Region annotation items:
***

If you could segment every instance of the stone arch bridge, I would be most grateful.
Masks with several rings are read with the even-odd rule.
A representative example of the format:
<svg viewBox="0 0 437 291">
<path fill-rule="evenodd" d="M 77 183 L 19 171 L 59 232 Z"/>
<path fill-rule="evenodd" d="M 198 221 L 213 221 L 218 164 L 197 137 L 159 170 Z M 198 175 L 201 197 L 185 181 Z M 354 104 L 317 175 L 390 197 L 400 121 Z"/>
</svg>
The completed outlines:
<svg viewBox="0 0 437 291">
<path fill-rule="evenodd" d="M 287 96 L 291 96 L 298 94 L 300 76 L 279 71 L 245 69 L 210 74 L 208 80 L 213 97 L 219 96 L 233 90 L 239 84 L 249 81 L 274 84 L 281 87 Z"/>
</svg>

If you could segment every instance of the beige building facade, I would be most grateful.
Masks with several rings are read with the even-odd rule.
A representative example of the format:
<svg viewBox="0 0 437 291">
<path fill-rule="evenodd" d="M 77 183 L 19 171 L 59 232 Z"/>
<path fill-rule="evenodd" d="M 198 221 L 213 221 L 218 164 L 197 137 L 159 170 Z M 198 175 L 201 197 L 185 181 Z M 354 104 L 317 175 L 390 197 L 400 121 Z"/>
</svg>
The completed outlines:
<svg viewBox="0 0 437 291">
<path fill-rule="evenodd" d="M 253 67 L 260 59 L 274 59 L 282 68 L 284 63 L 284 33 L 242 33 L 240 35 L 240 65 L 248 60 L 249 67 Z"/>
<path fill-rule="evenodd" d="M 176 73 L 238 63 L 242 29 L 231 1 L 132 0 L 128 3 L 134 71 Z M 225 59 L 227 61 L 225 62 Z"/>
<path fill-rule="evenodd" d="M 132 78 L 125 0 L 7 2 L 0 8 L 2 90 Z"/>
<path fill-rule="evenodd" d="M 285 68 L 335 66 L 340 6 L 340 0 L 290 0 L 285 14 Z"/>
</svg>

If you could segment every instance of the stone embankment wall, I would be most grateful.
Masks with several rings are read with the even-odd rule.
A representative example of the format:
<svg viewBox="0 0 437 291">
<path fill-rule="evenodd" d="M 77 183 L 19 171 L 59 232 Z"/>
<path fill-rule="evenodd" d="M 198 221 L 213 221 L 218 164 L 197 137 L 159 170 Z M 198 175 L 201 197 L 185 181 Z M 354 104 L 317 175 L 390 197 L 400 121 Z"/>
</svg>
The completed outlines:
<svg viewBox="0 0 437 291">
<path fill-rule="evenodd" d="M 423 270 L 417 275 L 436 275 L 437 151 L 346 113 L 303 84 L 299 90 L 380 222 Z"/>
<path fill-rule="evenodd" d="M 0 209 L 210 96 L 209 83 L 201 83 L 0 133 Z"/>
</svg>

***

__What this task involves__
From the line containing "If you could segment every instance of the beige" through the closing line of the material above, return every line exactly and omit all others.

__Output for this task__
If you could segment every instance of the beige building facade, I would be most grateful.
Masks with several rings are read with the even-odd rule.
A representative example of the format:
<svg viewBox="0 0 437 291">
<path fill-rule="evenodd" d="M 77 183 L 19 171 L 59 232 Z"/>
<path fill-rule="evenodd" d="M 198 221 L 213 221 L 218 164 L 197 137 L 159 170 Z M 198 175 L 201 197 L 185 181 Z M 354 104 L 317 175 L 390 197 L 400 121 Z"/>
</svg>
The completed outlines:
<svg viewBox="0 0 437 291">
<path fill-rule="evenodd" d="M 253 67 L 260 59 L 274 59 L 282 68 L 284 63 L 284 33 L 242 33 L 240 35 L 240 65 L 248 60 L 249 67 Z"/>
<path fill-rule="evenodd" d="M 176 73 L 238 63 L 242 29 L 231 1 L 132 0 L 128 3 L 134 71 Z M 225 59 L 227 61 L 225 62 Z"/>
<path fill-rule="evenodd" d="M 132 78 L 125 0 L 7 2 L 0 8 L 2 90 Z"/>
<path fill-rule="evenodd" d="M 285 68 L 335 66 L 340 6 L 340 0 L 290 0 L 285 14 Z"/>
</svg>

If you could segment every instance of the stone embankment wall, I would be most grateful.
Masks with several rings are read with the even-odd rule.
A representative example of the format:
<svg viewBox="0 0 437 291">
<path fill-rule="evenodd" d="M 77 183 L 19 171 L 59 232 Z"/>
<path fill-rule="evenodd" d="M 198 221 L 213 221 L 218 164 L 197 137 L 159 170 Z M 198 175 L 201 197 L 185 181 Z M 354 104 L 317 175 L 390 197 L 400 121 Z"/>
</svg>
The completed outlines:
<svg viewBox="0 0 437 291">
<path fill-rule="evenodd" d="M 423 270 L 417 275 L 436 275 L 437 151 L 346 113 L 303 84 L 299 90 L 380 222 Z"/>
<path fill-rule="evenodd" d="M 0 209 L 210 96 L 209 83 L 201 83 L 0 133 Z"/>
</svg>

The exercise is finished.